▶ _Problem requirements_: Rewrite every line of the rows below, keeping their wording. Multiply each x and y coordinate in the answer points by 0.8 and round it to a whole number, with halves rounding up. Leave the pictures out of your answer.
((
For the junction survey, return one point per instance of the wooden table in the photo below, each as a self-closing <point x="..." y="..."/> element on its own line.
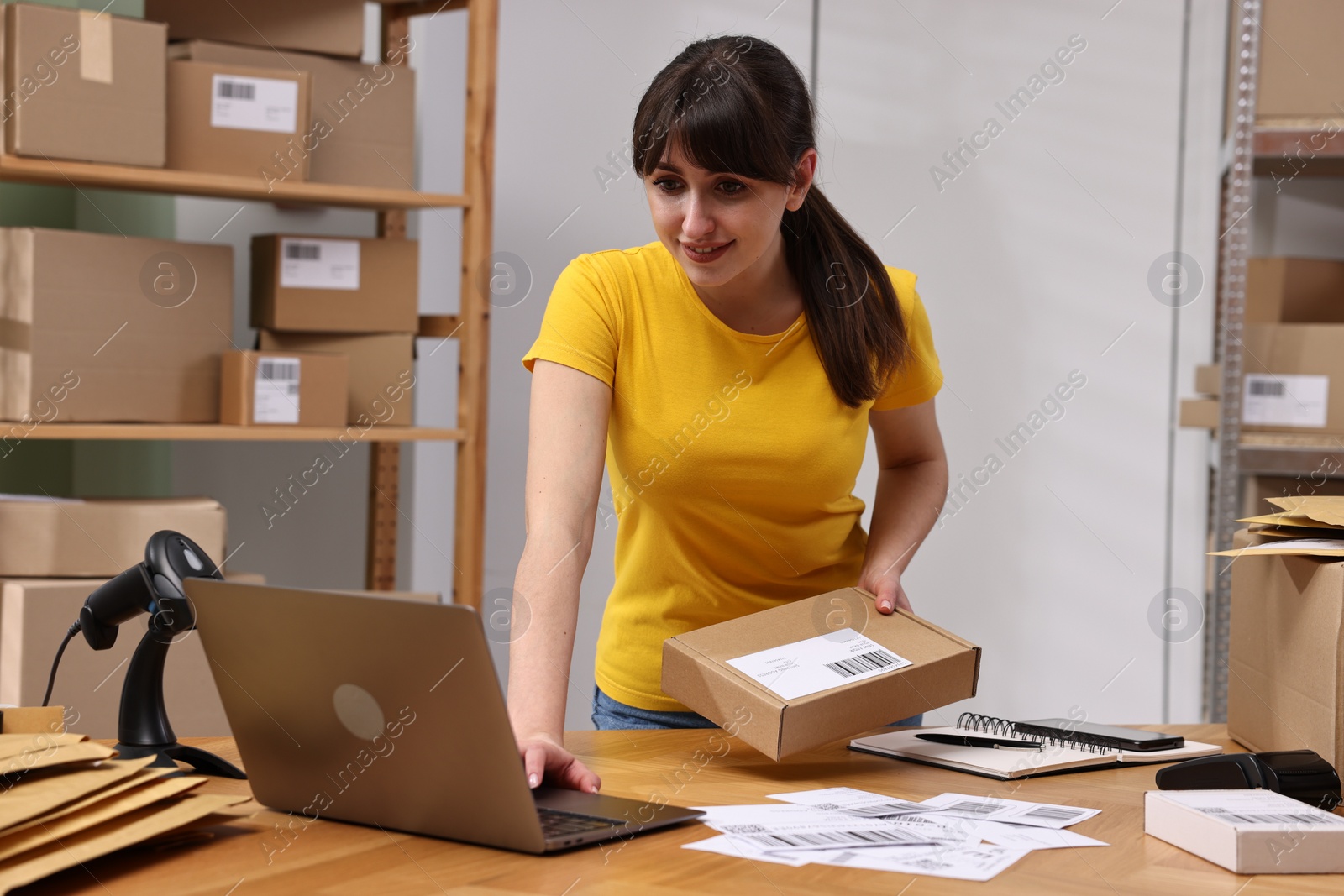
<point x="338" y="859"/>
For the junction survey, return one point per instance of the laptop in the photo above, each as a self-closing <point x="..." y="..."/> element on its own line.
<point x="387" y="712"/>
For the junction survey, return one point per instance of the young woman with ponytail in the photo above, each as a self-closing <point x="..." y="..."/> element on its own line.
<point x="727" y="374"/>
))
▶ _Output of the task_:
For the junction survey, return one point per instance of the wooden table in the photo below, each as a self-closing <point x="..." y="..."/> element on its own line.
<point x="270" y="687"/>
For the junction survey, return one point per instance of the laptop in the photo above, each as a self-closing <point x="..." y="..."/> element on its own line.
<point x="310" y="570"/>
For the junction survey, return one point per instance of the young woman with ponytail in the photo above, each as a self-closing <point x="..." y="..."/> element on its own line.
<point x="582" y="299"/>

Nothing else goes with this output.